*What is expected*: What you return should match every record exactly, with the images removed.

(Source records)
'''

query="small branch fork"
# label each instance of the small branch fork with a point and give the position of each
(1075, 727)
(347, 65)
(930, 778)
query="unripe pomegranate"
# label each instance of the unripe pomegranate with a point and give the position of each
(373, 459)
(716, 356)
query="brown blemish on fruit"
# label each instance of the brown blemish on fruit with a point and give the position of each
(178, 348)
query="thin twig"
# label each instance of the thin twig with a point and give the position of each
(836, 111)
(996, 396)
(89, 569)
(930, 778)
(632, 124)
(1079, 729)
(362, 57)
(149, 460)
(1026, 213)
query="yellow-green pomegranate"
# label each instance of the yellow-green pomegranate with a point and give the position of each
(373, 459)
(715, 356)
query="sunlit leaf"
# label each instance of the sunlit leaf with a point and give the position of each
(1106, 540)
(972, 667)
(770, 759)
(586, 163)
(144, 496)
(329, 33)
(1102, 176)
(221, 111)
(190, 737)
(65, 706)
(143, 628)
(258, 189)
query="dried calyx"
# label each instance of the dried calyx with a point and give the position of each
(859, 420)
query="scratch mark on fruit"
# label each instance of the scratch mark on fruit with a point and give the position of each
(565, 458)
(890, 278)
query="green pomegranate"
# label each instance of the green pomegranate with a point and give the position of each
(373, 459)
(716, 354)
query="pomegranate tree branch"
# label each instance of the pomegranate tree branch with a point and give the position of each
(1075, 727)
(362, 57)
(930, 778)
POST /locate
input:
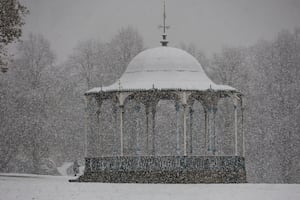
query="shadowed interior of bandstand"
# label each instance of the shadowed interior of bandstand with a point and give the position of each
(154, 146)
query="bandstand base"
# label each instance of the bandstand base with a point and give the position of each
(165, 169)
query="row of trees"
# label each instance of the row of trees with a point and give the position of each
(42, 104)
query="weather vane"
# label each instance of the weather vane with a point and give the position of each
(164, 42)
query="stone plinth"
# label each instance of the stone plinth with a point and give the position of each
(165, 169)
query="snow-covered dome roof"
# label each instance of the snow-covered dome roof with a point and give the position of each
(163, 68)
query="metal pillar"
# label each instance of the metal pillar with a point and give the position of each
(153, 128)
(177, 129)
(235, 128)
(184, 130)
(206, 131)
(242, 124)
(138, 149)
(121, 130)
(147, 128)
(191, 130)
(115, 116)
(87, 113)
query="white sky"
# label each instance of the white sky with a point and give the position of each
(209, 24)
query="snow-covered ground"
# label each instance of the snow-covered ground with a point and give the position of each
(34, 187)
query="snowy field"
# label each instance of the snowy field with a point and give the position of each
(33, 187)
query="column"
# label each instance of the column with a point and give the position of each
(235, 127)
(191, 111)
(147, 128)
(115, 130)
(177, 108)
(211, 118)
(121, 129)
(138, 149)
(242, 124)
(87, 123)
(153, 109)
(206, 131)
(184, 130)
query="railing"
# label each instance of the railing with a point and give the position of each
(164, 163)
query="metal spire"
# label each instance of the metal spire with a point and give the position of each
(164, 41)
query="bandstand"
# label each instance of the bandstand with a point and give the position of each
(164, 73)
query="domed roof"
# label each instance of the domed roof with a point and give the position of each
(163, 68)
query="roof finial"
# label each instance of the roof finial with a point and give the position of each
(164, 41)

'''

*Task result*:
query="small branch fork"
# label each instance of the small branch fork with a point and give the position of each
(1075, 727)
(347, 65)
(930, 778)
query="unripe pomegranate"
# label each instance of the unripe pomegranate with a point and give the position of each
(373, 459)
(716, 356)
query="brown blemish on fruit"
# label each instance of the brown blemish on fruit with a point and give the position of each
(178, 348)
query="thin twig"
# label each instance of the thin twig with a point and give the position of each
(836, 111)
(996, 396)
(89, 569)
(930, 778)
(632, 124)
(1079, 729)
(362, 57)
(149, 460)
(1026, 213)
query="yellow-green pomegranate"
# label each instance of the yellow-green pomegranate with a point and give the position of each
(373, 459)
(715, 356)
query="sunlit leaf"
# label each instance of the sunlit leaf with a point and give the position of each
(1106, 540)
(972, 667)
(770, 759)
(586, 163)
(144, 496)
(329, 33)
(1102, 176)
(221, 111)
(190, 737)
(65, 706)
(143, 628)
(258, 189)
query="dried calyx"
# label each instance of the dried calyx with a point and give the position of each
(859, 420)
query="scratch mark on fruit"
# label each instance of the scratch mark on fruit with a point and give the position of each
(565, 458)
(890, 278)
query="green pomegranate"
# label each instance of the green pomegranate with a point and give the position of each
(373, 459)
(716, 354)
query="pomegranate tree branch"
# label each instance of the pomegranate tree branch with a point and give the position of each
(1075, 727)
(362, 57)
(930, 778)
POST /locate
input:
query="shadowed interior of bandstand"
# label each instance of the shadowed interior of bandstand with a point and give the position of each
(154, 146)
query="bandstand base"
# label each instance of the bandstand base with a point and give the position of each
(165, 169)
query="row of trees"
# label each instance of the row of trees with a point and give the position of each
(42, 104)
query="weather vane"
# label each instance of the weather vane with a point and give the position of each
(164, 42)
query="stone plinth"
# label each instance of the stone plinth with a point and give the position of each
(165, 169)
query="snow-covered dome roof"
# label each instance of the snow-covered dome roof with a point and give the position of each
(163, 68)
query="metal pillar"
# label each instance of the metal pillar with a point and give the position of each
(153, 128)
(177, 129)
(235, 128)
(184, 130)
(206, 131)
(242, 124)
(138, 149)
(121, 130)
(147, 128)
(191, 130)
(115, 116)
(87, 113)
query="white sky"
# label each instance of the white sky with a point and give the position of each
(209, 24)
query="snow-covered ground"
# label each instance of the snow-covered ground with a point and give the position of each
(34, 187)
query="snowy field"
# label each instance of the snowy field with a point and give the position of each
(33, 187)
query="column"
# label each instance of the column with a point and give the position of each
(235, 127)
(191, 111)
(147, 128)
(115, 130)
(177, 108)
(211, 118)
(121, 129)
(138, 149)
(242, 124)
(87, 123)
(153, 109)
(206, 131)
(184, 130)
query="railing"
# label each instance of the railing with a point and give the position of each
(164, 163)
query="metal spire"
# label each instance of the metal spire with a point and give the position of each
(164, 41)
query="bandstand"
# label each instance of the bandstand with a point and give the position of each
(164, 73)
query="domed roof"
# label each instance of the domed roof with a point and give the position of each
(163, 68)
query="roof finial"
# label each instance of the roof finial with a point and give the position of each
(164, 41)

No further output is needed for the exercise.